(Records from a point annotation dataset)
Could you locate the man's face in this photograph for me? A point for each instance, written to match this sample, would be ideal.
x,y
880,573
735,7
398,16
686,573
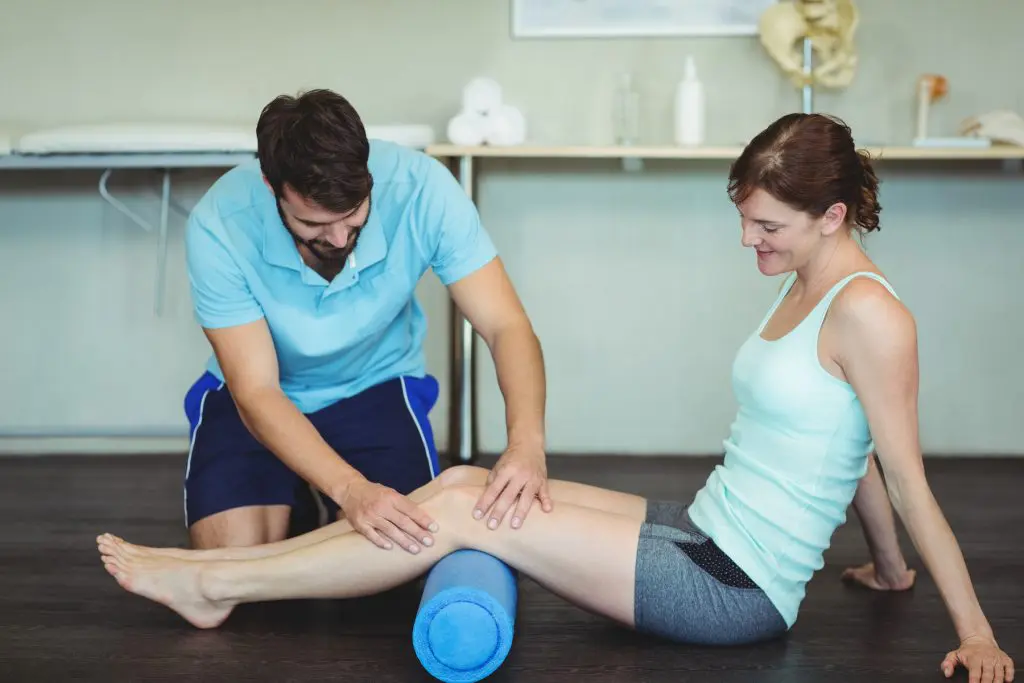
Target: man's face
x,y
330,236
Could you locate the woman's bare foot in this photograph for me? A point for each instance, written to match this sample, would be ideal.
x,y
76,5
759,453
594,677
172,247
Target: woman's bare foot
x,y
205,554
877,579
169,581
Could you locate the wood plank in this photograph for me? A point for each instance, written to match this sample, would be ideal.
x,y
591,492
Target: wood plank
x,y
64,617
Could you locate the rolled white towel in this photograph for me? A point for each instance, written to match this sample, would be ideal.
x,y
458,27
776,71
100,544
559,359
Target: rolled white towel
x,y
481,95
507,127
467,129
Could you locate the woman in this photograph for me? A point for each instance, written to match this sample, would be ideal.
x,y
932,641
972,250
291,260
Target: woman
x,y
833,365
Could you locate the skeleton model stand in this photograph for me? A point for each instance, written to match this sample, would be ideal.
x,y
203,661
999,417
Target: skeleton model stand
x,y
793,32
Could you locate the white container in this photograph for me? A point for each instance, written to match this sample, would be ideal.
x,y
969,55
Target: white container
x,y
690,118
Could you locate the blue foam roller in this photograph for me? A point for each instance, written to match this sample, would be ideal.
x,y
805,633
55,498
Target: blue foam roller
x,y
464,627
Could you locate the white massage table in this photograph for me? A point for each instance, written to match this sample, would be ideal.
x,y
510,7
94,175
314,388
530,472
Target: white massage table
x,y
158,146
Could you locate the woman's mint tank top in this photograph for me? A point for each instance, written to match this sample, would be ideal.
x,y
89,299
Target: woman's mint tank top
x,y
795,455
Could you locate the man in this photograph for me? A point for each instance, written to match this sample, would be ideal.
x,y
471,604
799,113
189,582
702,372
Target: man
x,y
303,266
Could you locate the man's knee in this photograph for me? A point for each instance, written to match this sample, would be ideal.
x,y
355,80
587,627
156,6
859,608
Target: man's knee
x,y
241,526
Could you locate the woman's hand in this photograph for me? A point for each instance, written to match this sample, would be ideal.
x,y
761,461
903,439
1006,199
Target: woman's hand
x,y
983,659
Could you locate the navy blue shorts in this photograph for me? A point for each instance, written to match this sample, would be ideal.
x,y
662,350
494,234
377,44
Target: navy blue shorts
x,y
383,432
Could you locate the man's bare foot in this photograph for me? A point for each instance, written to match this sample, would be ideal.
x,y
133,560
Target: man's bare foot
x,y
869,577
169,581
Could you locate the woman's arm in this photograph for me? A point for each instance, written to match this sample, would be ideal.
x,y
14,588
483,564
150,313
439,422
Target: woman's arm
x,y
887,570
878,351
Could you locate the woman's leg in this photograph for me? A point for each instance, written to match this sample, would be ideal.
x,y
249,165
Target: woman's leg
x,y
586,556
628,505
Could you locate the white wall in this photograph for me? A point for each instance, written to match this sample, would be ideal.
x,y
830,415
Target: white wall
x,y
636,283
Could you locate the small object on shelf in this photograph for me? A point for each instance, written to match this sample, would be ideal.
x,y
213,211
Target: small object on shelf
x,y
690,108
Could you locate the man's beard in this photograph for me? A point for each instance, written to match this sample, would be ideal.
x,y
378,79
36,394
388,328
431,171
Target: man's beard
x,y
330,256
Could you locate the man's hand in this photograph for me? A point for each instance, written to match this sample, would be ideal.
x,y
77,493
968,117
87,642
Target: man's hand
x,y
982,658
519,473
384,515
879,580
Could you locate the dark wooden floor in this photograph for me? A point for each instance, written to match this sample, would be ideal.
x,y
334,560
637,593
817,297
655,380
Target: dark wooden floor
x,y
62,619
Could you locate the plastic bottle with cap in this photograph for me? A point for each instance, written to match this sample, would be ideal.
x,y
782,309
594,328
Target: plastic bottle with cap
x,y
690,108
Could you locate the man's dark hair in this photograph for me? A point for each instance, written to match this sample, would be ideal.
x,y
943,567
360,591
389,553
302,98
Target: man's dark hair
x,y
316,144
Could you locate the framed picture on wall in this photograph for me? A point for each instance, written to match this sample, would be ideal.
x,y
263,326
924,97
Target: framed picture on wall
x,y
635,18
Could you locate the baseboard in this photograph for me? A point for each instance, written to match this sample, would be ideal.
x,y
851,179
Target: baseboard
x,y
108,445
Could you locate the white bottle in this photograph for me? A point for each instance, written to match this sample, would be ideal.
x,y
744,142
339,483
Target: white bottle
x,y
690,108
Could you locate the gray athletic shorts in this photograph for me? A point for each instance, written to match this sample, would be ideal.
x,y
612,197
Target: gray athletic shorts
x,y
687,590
==
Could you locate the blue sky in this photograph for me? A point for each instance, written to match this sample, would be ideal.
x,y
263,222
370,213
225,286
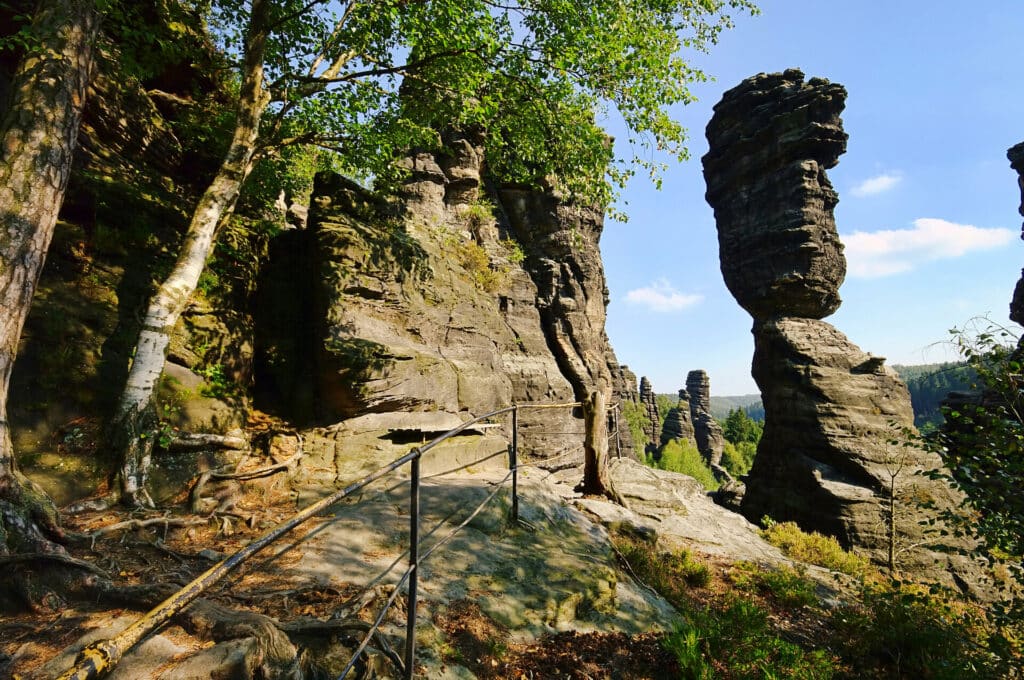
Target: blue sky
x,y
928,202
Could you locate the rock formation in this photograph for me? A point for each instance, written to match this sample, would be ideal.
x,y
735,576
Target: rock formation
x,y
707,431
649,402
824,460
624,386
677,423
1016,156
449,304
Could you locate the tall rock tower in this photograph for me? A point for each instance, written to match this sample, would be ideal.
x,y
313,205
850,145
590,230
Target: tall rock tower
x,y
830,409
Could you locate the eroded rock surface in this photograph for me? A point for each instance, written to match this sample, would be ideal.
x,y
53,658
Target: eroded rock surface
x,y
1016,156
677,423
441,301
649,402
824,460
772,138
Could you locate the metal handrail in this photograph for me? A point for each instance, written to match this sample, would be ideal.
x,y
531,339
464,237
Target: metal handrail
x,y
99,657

TASK TO CARRY OUT => Collect each line of the listing above that contains the string "plastic", matching its case exactly.

SOLUTION TO THE EXERCISE =>
Could you locate the plastic bottle with cap in this photograph for me? A point for each instance, written to match this sample, would be ideal.
Target: plastic bottle with cap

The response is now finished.